WHAT TO DO:
Taking the first line of the listing as the start and the line containing "Target: white cloud" as the end, reproduce everything in between exactly, both ends included.

■ ■ ■ ■ ■

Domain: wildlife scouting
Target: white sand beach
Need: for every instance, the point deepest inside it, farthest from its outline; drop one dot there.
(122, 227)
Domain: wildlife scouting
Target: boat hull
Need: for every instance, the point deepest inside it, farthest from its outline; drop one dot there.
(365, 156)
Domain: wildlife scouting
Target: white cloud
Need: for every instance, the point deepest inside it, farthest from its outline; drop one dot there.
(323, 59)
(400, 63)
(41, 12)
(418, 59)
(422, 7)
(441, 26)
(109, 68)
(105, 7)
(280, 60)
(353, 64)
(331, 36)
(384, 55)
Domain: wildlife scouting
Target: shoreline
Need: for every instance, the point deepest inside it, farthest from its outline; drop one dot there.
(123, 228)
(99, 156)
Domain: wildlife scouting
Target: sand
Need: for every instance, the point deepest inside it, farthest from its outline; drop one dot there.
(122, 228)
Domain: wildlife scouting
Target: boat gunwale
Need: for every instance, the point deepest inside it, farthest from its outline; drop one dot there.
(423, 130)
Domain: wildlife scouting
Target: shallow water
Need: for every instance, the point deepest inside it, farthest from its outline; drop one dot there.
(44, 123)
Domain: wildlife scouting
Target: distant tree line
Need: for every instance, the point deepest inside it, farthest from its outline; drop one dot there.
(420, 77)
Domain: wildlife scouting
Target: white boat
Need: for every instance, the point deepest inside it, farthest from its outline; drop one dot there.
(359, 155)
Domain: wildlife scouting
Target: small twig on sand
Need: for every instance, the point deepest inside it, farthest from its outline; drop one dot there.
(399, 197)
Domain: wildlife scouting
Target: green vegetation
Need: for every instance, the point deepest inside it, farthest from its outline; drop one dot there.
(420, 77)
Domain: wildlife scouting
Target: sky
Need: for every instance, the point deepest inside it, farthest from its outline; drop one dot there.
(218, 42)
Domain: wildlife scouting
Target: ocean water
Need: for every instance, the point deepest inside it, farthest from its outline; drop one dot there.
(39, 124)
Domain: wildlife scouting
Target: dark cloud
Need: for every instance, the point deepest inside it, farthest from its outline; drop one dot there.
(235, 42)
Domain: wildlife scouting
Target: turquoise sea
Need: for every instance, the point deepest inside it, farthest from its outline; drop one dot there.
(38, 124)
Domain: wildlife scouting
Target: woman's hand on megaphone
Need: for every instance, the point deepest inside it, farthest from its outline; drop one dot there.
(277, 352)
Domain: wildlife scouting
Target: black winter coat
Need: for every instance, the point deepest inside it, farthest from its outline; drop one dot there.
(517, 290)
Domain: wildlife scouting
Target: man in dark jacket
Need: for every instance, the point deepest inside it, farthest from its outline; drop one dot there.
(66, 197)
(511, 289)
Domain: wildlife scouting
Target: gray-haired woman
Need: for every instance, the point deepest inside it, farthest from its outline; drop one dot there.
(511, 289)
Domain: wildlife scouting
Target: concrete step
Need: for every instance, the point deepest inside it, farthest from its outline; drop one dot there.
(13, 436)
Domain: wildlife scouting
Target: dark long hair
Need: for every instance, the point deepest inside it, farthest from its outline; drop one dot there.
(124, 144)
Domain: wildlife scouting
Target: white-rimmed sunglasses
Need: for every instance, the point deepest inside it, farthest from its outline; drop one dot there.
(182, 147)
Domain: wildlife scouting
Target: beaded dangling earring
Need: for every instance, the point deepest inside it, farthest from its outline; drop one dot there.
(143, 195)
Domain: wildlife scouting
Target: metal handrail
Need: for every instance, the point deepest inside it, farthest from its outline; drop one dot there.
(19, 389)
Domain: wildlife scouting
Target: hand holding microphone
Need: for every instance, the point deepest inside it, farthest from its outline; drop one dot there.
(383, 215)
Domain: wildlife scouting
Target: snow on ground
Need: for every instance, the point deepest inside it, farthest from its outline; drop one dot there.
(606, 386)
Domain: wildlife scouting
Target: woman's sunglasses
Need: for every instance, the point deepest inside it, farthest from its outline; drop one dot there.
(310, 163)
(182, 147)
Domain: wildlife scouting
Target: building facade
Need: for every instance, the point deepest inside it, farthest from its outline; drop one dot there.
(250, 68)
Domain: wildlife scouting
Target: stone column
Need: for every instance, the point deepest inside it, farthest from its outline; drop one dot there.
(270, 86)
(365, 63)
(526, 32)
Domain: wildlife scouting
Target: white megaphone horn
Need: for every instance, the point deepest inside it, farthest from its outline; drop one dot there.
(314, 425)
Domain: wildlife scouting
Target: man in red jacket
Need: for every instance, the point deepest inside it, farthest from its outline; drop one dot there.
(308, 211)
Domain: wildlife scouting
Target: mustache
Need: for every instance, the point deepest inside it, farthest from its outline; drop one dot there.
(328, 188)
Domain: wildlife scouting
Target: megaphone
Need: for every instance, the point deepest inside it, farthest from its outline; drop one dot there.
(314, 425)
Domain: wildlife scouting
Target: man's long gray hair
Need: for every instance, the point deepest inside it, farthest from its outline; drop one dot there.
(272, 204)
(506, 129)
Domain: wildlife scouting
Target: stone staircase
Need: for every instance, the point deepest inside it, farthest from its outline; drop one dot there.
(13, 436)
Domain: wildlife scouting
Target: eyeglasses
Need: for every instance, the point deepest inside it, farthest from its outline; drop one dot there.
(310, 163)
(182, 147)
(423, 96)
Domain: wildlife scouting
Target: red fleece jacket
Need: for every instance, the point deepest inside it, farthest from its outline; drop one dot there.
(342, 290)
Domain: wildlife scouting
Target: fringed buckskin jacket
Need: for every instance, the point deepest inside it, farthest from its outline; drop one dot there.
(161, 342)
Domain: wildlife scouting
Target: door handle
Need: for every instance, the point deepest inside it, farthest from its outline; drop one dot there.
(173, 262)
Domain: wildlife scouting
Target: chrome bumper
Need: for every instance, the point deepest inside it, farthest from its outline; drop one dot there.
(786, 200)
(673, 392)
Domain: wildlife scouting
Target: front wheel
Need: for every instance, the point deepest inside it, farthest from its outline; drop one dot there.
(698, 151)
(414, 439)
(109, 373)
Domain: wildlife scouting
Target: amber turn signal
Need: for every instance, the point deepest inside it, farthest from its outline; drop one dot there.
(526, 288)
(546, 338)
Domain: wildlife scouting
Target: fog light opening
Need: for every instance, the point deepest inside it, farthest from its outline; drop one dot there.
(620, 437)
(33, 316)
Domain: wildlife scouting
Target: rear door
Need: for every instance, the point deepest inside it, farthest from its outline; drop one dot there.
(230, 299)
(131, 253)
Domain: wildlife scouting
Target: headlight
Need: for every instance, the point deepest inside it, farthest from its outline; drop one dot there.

■ ■ ■ ■ ■

ANSWER BOX:
Domain: wildlife scouting
Target: white sand beach
Need: for every instance, the point deepest inside it, farthest from its outline; drop one dot there.
(122, 227)
Domain: wildlife scouting
Target: boat hull
Need: for every instance, the point deepest inside it, farthest from its outline; drop one dot there.
(365, 156)
Domain: wildlife scouting
Target: white cloud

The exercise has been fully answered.